Copy the records below line for line, changing nothing.
------------------------------
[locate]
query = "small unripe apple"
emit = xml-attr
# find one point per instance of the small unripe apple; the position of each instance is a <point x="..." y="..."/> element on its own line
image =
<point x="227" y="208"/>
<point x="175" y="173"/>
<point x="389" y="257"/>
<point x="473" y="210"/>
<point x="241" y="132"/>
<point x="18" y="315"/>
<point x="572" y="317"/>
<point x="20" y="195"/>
------------------------------
Result of the exercise:
[locate]
query = "small unripe apple"
emit = xml-attr
# find one point per instance of the small unripe apple; the position of each instance is a <point x="..." y="..."/> element on its own line
image =
<point x="227" y="208"/>
<point x="175" y="173"/>
<point x="389" y="257"/>
<point x="473" y="210"/>
<point x="241" y="132"/>
<point x="18" y="315"/>
<point x="572" y="317"/>
<point x="20" y="195"/>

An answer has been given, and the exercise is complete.